┌─ RECORDS SHOWN
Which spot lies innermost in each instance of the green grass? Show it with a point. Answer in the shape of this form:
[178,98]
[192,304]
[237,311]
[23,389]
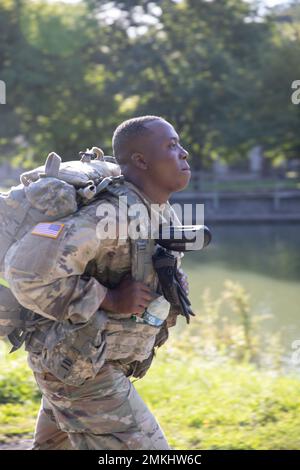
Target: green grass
[218,384]
[200,404]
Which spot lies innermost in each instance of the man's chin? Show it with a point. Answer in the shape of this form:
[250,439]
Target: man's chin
[183,181]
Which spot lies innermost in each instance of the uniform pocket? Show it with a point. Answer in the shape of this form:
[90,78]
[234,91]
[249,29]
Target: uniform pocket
[75,353]
[127,339]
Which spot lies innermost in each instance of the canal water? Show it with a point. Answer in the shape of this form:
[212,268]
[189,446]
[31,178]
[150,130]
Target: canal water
[265,259]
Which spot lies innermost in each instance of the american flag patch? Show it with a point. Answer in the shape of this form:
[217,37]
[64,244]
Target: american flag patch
[47,230]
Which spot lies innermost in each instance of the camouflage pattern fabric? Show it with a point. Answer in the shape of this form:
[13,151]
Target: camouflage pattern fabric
[106,413]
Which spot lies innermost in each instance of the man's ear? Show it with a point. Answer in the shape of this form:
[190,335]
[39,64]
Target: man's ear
[139,161]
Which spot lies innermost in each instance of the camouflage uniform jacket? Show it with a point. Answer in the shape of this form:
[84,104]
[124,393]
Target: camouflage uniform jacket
[65,280]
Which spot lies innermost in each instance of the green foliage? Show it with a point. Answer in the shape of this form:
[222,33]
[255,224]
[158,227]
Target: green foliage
[217,71]
[210,388]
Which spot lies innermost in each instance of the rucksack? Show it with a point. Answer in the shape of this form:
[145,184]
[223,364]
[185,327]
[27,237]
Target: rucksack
[46,194]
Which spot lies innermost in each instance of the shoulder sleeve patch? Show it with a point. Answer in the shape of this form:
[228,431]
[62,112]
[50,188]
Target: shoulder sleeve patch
[49,230]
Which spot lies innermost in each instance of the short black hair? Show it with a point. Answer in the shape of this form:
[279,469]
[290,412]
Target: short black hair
[126,133]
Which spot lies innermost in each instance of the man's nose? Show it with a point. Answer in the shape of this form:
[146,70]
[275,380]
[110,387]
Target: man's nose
[184,154]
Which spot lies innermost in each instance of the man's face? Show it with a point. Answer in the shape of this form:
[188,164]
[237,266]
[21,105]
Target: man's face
[166,159]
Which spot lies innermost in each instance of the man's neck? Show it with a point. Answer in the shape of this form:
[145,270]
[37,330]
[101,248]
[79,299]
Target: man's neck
[152,192]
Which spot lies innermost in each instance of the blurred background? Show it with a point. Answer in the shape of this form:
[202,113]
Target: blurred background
[224,73]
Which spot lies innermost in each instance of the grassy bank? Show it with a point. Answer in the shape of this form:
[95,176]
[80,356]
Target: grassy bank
[210,387]
[200,404]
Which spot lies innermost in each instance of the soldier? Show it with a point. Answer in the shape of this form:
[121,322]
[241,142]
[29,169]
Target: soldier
[81,285]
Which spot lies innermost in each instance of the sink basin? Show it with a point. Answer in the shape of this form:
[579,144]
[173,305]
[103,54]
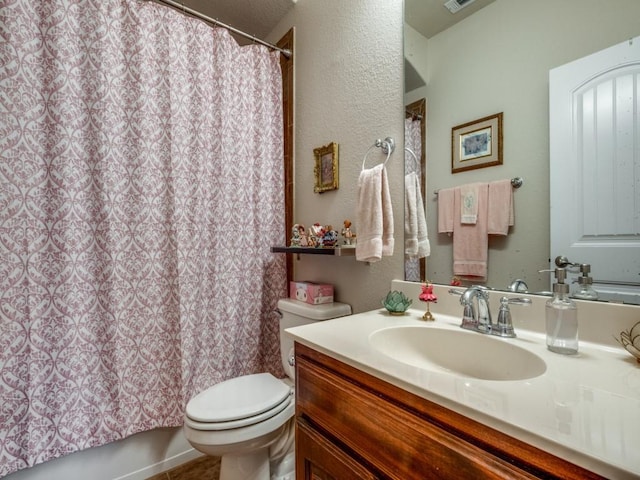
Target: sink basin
[460,352]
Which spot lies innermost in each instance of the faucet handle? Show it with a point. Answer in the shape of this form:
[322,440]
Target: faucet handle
[504,325]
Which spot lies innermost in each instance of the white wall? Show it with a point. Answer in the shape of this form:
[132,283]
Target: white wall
[348,90]
[498,60]
[348,71]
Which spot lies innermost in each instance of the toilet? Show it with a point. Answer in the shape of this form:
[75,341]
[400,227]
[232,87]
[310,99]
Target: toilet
[248,420]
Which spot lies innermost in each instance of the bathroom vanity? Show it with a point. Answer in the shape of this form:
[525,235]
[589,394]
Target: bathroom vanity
[362,413]
[352,425]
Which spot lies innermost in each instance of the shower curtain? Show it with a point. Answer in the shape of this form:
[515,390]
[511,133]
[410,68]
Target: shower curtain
[141,176]
[412,141]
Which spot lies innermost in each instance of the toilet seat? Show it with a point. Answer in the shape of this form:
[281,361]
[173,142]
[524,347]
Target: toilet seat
[238,402]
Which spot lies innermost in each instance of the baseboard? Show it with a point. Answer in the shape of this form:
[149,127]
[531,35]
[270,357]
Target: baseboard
[163,466]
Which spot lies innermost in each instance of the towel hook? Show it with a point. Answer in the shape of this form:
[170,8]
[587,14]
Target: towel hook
[387,145]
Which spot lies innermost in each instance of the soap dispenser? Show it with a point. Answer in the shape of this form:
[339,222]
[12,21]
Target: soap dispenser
[561,315]
[585,284]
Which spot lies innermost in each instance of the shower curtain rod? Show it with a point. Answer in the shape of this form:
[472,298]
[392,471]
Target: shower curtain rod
[195,13]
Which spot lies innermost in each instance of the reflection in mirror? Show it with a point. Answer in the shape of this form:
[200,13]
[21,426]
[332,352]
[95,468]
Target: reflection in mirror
[499,59]
[414,167]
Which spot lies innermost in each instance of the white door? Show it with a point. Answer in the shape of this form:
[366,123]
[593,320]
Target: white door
[594,108]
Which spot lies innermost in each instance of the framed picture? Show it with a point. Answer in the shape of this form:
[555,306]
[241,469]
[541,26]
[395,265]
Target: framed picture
[477,144]
[326,169]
└─
Go back to the listing above. Copy word for word the lines from the one with "Target: toilet seat" through the one with "Which spot lies innermost in each instance of the white door?", and nothing more.

Target: toilet seat
[238,402]
Which spot lies innermost in each instance of the baseboard? Show it with a point. Answer in the shape of this form:
[149,127]
[531,35]
[270,357]
Target: baseboard
[163,466]
Which spot lies innermost in each instance of the towel hook? Show it with a point. Answer in the shape of this form:
[170,8]
[587,14]
Target: towel hook
[387,145]
Which spot lies innermost in each instance of the soap dispenser? Show it with a point. Answer in the shape of this form:
[339,222]
[12,21]
Target: soap dispenser
[561,315]
[585,284]
Which spot lies innermost in each instance of the shower curtain rod? Show it with a point. Answer in the shape of this form:
[472,298]
[392,471]
Target: shower curtain rod
[195,13]
Which spot lies innermost in each instance of the reflection in mirror? Show it with a point. Answer in the shape of this form:
[200,13]
[21,426]
[332,352]
[95,468]
Target: reflection in mirror
[499,59]
[414,167]
Which spot lies innermost in each instance of the white door? Show it with a point. Answer in the shape of this form:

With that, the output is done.